_Consigne a_. D'après l'extrait, pourquoi le CSA a-t-il organisé cette rencontre-débat ? Répondez en une à trois phrases.

--------------------

À l’origine de cet évènement, il y a évidemment le souci constant du CSA en matière d’égalité entre les femmes et les hommes, que ce soit via la publication annuelle d’un Baromètre de l’égalité et de la diversité ou à travers l’application des articles 9 et 11 du Décret coordonné sur les services de média audiovisuel. Cependant, loin de s’enfermer dans son rôle de régulateur de l’audiovisuel belge francophone, le CSA souhaitait échanger sur l’égalité entre les femmes et les hommes dans les créations audiovisuelles avec des professionnel.le.s du secteur, artistes, réalisateur.trices, technicien.ne.s de l’image, étudiant.e.s et professeur.e.s. Aux commandes de cette rencontre-débat, Florence Hainaut, journaliste tout-terrain et sans langue de bois, fraîchement diplômée du nouveau Master interuniversitaire en études de genre.

--------------------

_Consigne b_. Dans les entrées, renommez s'il vous plaît « dark silhouette » en « shadowy outline », en commençant à la ligne qui contient « Task: mark one point on every instance of the dark » et en allant jusqu'à la fin des entrées. Redonnez uniquement ces lignes, tout le reste inchangé.

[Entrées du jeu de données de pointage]
--------------------

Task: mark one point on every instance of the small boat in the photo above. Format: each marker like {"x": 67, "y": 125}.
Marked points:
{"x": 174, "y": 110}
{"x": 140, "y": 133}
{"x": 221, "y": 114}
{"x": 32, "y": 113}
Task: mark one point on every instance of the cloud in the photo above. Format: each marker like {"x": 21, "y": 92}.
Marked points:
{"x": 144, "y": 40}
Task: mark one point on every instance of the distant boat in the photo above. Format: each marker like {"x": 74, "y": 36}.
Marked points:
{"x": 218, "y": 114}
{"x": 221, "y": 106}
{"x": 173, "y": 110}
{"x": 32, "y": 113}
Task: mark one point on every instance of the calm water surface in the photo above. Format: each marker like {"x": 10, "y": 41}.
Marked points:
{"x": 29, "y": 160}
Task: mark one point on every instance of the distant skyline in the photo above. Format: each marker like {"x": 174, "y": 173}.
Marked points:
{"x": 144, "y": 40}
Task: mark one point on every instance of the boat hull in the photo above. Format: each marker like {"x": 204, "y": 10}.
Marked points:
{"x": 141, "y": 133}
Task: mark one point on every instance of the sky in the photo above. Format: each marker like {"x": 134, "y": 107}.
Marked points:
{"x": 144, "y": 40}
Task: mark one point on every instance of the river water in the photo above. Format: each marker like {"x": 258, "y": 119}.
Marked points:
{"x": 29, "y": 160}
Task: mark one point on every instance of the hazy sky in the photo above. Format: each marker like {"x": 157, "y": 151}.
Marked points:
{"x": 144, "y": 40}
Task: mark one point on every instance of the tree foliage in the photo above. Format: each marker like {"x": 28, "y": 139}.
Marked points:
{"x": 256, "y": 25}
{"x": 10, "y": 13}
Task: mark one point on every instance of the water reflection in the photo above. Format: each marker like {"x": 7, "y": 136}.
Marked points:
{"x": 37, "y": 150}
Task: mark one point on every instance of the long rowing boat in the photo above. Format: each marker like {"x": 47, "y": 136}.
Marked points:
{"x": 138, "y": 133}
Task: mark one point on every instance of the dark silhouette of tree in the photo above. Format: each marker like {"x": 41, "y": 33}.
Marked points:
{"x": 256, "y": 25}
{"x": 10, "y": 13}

--------------------

_Réponse complète a_. L'évènement trouve son origine dans le souci constant du CSA en matière d'égalité entre les femmes et les hommes, qui se traduit par la publication annuelle d'un Baromètre de l'égalité et de la diversité et par l'application des articles 9 et 11 du Décret coordonné sur les services de média audiovisuel. Sans s'enfermer dans son rôle de régulateur, le CSA souhaitait aussi échanger sur cette égalité dans les créations audiovisuelles avec des professionnel.le.s du secteur, des artistes, des réalisateur.trices, des technicien.ne.s de l'image, des étudiant.e.s et des professeur.e.s.

_Réponse complète b_.
Task: mark one point on every instance of the shadowy outline of tree in the photo above. Format: each marker like {"x": 41, "y": 33}.
Marked points:
{"x": 256, "y": 25}
{"x": 10, "y": 13}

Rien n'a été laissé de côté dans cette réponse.